__WHAT TO PRODUCE__
List every troubleshooting question that the troubleshooting page below poses about IBM Cloud Schematics.

##### PASSAGE PROVIDED #####

IBM Spectrum Symphony Troubleshooting

Why is IBM Cloud Schematics not able to clone the private GitHub repo?

Schematics isn't able to clone the private GitHub repository, and you are seeing the following error message: Failed to clone git repository, repository not found (check url, also check the scope 'repo' of the personal access token if SCHEMATICSGITTOKEN is used)

You didn't provide the correct GitHub token, or you didn't provide a GitHub token altogether.

Provide a GitHub token and check to see whether the correct GitHub token is provided in the github_token parameter in the created workspace API.

Why is IBM Cloud Schematics not able to clone the public GitHub repo?

Schematics isn't able to clone the public GitHub repository, and you are seeing one of the following error messages:

Fatal, could not download repo, Failed to clone git repository, authentication required (or the git url is incorrect). Problems found with the Repository. Please Rectify and Retry
Template error: Failed to clone git repository, authentication required (or the git url is incorrect)

You didn't provide the correct GitHub URL, or you provided a GitHub token, which is not required to clone a public repo. A GitHub access token is only required to access a private repo.

Do not provide a GitHub token, and check to see whether the GitHub token was provided in the github_token parameter while creating a workspace by using the public repo.

Why is IBM Cloud Schematics not able to create a workspace?

Schematics is not able to create a workspace, and you are seeing the following error message: You don't have the required to create a workspace in any resource groups. You must be assigned the manager role on the Schematics service in at least one resource group. Contact your account administrator for access.

You don't have the required access to create a workspace in any resource groups. You must be assigned the manager role on the Schematics service in at least one resource group.

Contact your account administrator and get assigned with the manager role on the Schematics service in at least one resource group.

Why is IBM Cloud Schematics not able to provision the cluster and fails with an authorization error?

Schematics isn't able to provision the cluster, and you are seeing the following error message: Request is not authorized. Check your user permissions and authorizations and try again.

##### GIVEN ENTRIES #####

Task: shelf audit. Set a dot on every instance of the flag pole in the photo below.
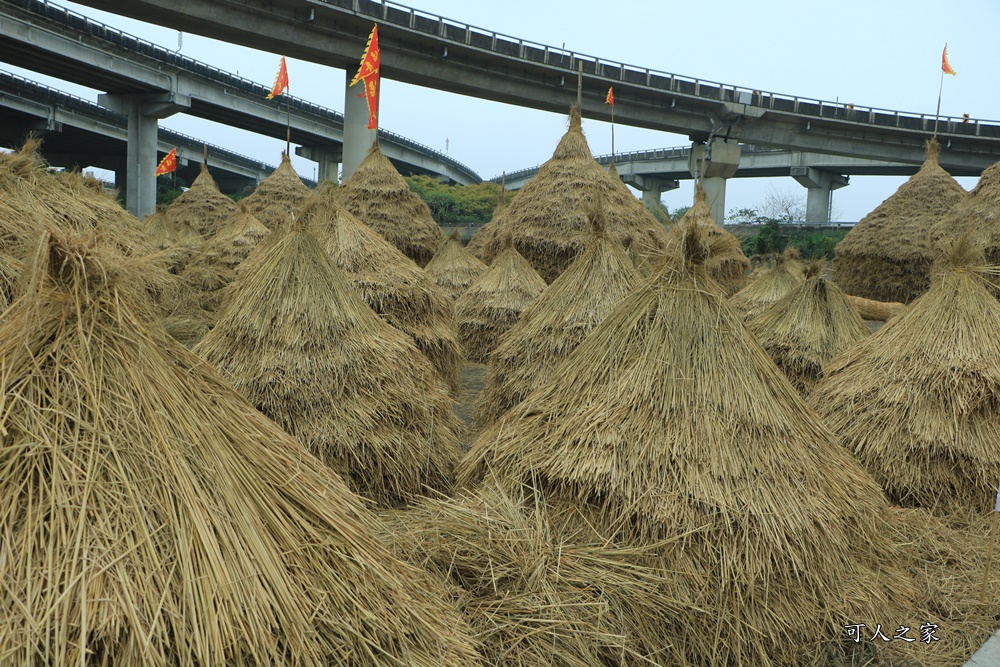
(989, 556)
(288, 126)
(937, 114)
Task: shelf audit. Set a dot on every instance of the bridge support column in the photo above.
(358, 138)
(821, 185)
(142, 110)
(327, 159)
(712, 164)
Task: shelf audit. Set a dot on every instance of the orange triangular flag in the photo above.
(369, 72)
(945, 65)
(168, 163)
(280, 81)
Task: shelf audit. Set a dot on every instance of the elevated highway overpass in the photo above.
(80, 133)
(146, 82)
(659, 170)
(433, 51)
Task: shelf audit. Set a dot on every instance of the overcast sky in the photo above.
(883, 53)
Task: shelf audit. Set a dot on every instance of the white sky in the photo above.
(881, 53)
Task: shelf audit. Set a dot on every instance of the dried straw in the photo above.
(151, 516)
(536, 597)
(391, 284)
(453, 268)
(202, 207)
(299, 342)
(548, 217)
(379, 197)
(768, 289)
(670, 425)
(918, 403)
(556, 323)
(279, 197)
(493, 303)
(887, 255)
(726, 263)
(808, 328)
(177, 242)
(194, 303)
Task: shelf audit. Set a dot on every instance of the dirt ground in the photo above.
(473, 378)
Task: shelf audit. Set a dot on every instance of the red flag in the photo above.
(369, 73)
(168, 163)
(280, 81)
(945, 65)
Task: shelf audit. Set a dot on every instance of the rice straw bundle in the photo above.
(548, 217)
(533, 596)
(299, 342)
(178, 242)
(808, 328)
(726, 263)
(493, 303)
(202, 207)
(379, 197)
(670, 426)
(453, 268)
(887, 256)
(766, 290)
(151, 516)
(977, 213)
(390, 283)
(918, 403)
(556, 323)
(193, 304)
(279, 197)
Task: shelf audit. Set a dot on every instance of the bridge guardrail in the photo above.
(501, 44)
(129, 42)
(75, 103)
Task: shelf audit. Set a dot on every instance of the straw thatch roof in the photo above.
(278, 198)
(379, 197)
(555, 324)
(548, 217)
(202, 207)
(807, 328)
(918, 403)
(887, 256)
(158, 519)
(726, 264)
(536, 597)
(391, 284)
(770, 287)
(493, 303)
(669, 425)
(299, 342)
(453, 268)
(178, 242)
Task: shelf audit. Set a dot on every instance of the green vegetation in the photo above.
(457, 204)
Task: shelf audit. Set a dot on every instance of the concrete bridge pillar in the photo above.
(142, 110)
(821, 185)
(358, 138)
(327, 159)
(712, 164)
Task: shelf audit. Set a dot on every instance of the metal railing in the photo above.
(541, 54)
(101, 31)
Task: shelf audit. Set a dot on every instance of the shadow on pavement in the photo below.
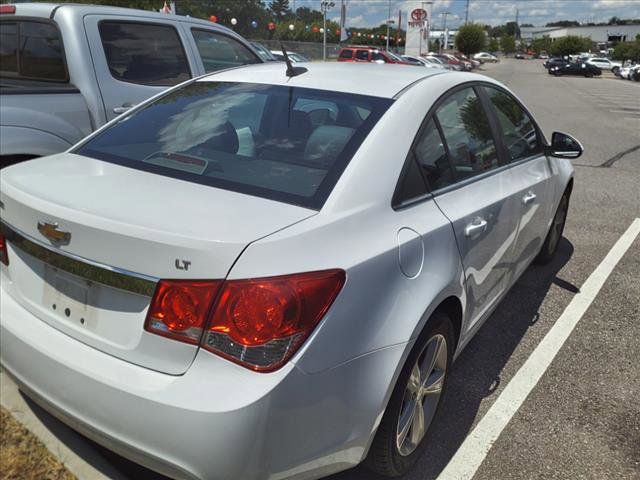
(474, 377)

#####

__SOLUTION TO THIS TASK__
- Why is IBM Cloud Schematics not able to clone the private GitHub repo?
- Why is IBM Cloud Schematics not able to clone the public GitHub repo?
- Why is IBM Cloud Schematics not able to create a workspace?
- Why is IBM Cloud Schematics not able to provision the cluster and fails with an authorization error?